==== RAW DATA ====
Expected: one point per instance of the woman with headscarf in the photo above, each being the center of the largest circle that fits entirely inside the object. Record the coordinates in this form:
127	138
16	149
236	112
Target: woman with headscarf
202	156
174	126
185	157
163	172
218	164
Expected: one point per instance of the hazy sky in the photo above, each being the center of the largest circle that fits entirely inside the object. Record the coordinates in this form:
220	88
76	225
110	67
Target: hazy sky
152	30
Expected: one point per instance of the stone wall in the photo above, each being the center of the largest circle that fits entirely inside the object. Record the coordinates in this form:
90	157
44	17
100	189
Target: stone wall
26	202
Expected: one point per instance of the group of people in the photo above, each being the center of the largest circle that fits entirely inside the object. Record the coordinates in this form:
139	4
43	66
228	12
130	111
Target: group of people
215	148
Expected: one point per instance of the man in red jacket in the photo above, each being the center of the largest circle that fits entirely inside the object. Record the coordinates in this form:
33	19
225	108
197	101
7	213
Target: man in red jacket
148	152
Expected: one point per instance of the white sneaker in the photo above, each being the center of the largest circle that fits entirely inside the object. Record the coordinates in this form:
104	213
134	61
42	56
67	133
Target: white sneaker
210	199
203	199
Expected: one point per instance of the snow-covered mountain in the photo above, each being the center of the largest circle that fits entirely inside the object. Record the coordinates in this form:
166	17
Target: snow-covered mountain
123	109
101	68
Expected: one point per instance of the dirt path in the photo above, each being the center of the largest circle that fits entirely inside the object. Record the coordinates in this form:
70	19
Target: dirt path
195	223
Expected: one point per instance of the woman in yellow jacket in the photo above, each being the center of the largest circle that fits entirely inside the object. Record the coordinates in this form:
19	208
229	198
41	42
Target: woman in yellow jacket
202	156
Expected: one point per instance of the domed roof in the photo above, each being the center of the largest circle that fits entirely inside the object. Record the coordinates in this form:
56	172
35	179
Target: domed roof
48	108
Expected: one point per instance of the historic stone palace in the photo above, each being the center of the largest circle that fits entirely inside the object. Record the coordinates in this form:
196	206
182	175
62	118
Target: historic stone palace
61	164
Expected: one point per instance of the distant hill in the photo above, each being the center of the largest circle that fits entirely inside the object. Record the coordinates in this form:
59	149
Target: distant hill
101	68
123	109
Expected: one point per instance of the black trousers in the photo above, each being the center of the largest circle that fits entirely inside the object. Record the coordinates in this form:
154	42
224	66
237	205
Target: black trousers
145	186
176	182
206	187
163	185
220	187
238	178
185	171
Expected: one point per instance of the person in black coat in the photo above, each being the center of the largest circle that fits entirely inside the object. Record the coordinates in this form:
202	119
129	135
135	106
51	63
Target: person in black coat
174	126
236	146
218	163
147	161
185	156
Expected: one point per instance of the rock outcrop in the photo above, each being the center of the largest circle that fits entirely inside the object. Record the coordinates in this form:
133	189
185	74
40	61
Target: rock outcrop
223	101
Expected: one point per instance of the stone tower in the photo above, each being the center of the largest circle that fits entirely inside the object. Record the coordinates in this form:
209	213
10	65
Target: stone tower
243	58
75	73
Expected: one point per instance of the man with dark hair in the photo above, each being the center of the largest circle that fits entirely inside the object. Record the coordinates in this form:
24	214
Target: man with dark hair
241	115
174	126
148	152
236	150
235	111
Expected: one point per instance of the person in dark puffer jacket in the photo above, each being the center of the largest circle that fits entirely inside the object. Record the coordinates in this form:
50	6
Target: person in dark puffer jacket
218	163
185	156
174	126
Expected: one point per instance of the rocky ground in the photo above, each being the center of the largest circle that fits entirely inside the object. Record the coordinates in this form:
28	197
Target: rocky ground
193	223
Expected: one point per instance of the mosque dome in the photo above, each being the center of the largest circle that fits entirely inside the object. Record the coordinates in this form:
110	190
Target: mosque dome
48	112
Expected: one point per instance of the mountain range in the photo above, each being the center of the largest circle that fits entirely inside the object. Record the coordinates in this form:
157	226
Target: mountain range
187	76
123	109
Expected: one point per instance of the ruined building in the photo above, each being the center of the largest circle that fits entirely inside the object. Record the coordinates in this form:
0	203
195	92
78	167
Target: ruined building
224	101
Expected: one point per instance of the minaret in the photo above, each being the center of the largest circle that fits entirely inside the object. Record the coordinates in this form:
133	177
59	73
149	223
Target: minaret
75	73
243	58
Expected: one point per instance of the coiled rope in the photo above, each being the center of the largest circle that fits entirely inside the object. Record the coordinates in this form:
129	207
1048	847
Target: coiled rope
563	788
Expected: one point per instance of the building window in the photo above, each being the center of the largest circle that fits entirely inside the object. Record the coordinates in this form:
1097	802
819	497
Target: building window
====
■ **TASK ITEM**:
Output only the lines from the line that contains "Target: mountain range" through the end of the entries, both included, exactly as they appear.

■ **RESULT BELOW**:
Target: mountain range
187	76
123	109
Expected: one point per instance of the ruined building in the photo above, each being the center of the largest circle that fits entirely inside the object. Record the coordinates in this form:
0	203
195	92
78	167
Target: ruined building
224	101
Expected: one point per instance of the minaret in the photo above, each being the center of the largest circle that fits entirely inside the object. Record the coordinates in this form:
133	177
59	73
149	223
Target: minaret
75	73
243	58
Expected: one point per instance of the coiled rope in the photo above, each being the center of the largest circle that fits entirely inside the object. Record the coordinates in this form:
129	207
1048	847
Target: coiled rope
563	788
Expected: one point per instance of the building window in the photo above, each being the center of the largest circle that fits entirely inside the object. Record the coordinates in this form:
1097	802
819	497
Target: building window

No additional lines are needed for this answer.